#### Text passage
——————————
And there's more good news, because I was recently doing Google searches for
"the most popular poems of all time" and "the most read poems of all time" when
I had my breath "literally" taken away. Three somewhat obscure poems that I have
been touting for years had somehow soared into Google's top 50! The most obscure
of the three, "Wulf and Eadwacer," is an ancient Anglo-Saxon poem that I
translated myself and have published in multiple versions. And I believe THT can
definitely take a bit of credit for the rise of the second poem, "Tom O'Bedlam's
Song," because many years ago I realized there wasn't a single correct version
of the poem online. Every version that I had been able to find contained glaring
errors. So I took the time to key the poem in by hand, using a reliable source,
then published it on
multiple pages. The third poem, "The Highwayman" by Alfred Noyes, is one that I
have mentioned on a number of THT pages over the years, reminiscing about how my mother recited
it from memory to her enthralled children.
So I like to think THT has played a part in helping these fine poems find larger
audiences. But in any case, it's nice to see these very worthy poems getting some
much-deserved recognition.
Just recently, I stumbled upon a Google feature that ranks the most popular
authors for the last 20 years (1999-2018 at the time I wrote this article).
——————————
#### Problem 1
Using the text about popular poems, decide whether each statement agrees with it. Answer yes or no, and quote the deciding words of the text.
(a) The writer translated "Wulf and Eadwacer" personally.
(b) Before keying it in by hand, the writer had found one correct version of "Tom O'Bedlam's Song" online.
(c) The writer's mother recited "The Highwayman" from memory.
#### Problem 2
From the text about popular poems, write out word for word everything from "So I like to" down to "much-deserved recognition.".
——————————
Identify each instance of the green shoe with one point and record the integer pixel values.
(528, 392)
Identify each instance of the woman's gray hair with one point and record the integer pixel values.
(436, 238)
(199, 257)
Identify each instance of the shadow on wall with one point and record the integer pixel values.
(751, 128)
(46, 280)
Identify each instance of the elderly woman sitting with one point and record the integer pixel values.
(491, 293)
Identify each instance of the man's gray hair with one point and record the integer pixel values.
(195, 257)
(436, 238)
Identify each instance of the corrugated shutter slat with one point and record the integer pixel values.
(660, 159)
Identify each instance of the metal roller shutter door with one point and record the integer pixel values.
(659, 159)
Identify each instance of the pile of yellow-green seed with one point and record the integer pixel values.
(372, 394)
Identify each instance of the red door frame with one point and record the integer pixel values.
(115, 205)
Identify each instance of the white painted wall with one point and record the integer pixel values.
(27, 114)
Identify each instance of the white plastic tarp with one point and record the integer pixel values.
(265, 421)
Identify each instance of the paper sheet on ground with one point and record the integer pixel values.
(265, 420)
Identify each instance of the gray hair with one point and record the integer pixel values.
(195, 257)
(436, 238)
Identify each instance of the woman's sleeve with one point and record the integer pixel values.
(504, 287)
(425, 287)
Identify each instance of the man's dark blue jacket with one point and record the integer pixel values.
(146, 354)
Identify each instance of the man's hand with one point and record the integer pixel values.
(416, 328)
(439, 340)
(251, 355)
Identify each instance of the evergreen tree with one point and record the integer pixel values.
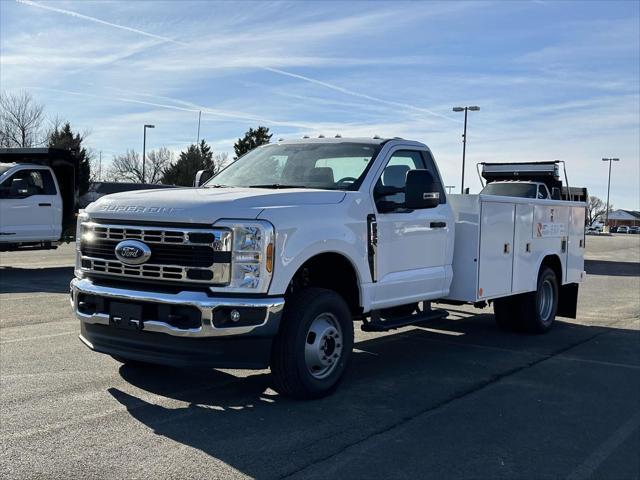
(252, 139)
(196, 157)
(64, 138)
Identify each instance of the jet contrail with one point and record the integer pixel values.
(358, 94)
(97, 20)
(304, 78)
(189, 107)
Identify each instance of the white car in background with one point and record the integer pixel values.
(30, 206)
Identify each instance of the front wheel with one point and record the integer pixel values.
(313, 347)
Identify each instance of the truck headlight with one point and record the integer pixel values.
(82, 217)
(251, 256)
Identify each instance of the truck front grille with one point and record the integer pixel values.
(177, 254)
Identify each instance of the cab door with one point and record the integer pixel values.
(414, 247)
(30, 207)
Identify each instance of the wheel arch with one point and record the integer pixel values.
(333, 271)
(554, 262)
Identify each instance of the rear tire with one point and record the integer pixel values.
(313, 347)
(532, 312)
(539, 308)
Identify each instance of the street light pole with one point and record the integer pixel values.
(464, 137)
(606, 222)
(144, 148)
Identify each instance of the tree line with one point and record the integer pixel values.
(22, 125)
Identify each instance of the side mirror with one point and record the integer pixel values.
(19, 187)
(202, 177)
(421, 190)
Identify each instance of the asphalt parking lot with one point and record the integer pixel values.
(459, 399)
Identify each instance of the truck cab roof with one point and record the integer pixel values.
(363, 140)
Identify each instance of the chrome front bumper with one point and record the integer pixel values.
(199, 300)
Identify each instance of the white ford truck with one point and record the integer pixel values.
(271, 261)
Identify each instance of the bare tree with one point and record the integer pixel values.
(596, 210)
(21, 120)
(157, 162)
(128, 167)
(220, 160)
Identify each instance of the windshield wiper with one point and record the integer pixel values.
(276, 185)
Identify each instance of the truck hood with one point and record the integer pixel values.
(203, 205)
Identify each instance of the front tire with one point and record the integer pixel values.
(313, 347)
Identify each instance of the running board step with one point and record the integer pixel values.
(378, 325)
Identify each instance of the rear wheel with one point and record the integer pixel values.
(532, 312)
(313, 347)
(540, 307)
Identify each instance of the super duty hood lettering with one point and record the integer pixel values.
(110, 207)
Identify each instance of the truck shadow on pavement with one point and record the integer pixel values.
(35, 280)
(433, 377)
(612, 268)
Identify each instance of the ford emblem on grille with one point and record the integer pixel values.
(132, 252)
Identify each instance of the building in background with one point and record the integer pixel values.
(630, 218)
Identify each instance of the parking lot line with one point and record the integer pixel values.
(37, 337)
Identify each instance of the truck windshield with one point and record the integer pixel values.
(4, 168)
(330, 166)
(523, 190)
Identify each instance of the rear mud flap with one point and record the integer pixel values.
(568, 301)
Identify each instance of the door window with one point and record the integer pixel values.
(25, 183)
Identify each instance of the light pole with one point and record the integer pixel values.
(464, 136)
(144, 148)
(606, 221)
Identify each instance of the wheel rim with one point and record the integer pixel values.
(545, 301)
(323, 346)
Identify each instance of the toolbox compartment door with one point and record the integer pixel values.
(496, 249)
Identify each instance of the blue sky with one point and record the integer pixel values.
(554, 80)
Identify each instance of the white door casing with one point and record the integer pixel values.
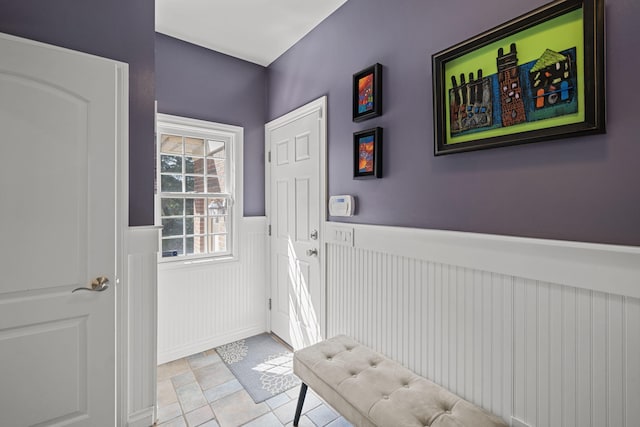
(61, 132)
(296, 211)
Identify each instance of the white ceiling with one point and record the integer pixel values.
(258, 31)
——————————
#### Correct answer 1
(a) Yes: "translated myself and have published in multiple versions"
(b) No: "there wasn't a single correct version of the poem online"
(c) Yes: "my mother recited it from memory to her enthralled children"

#### Correct answer 2
So I like to think THT has played a part in helping these fine poems find larger
audiences. But in any case, it's nice to see these very worthy poems getting some
much-deserved recognition.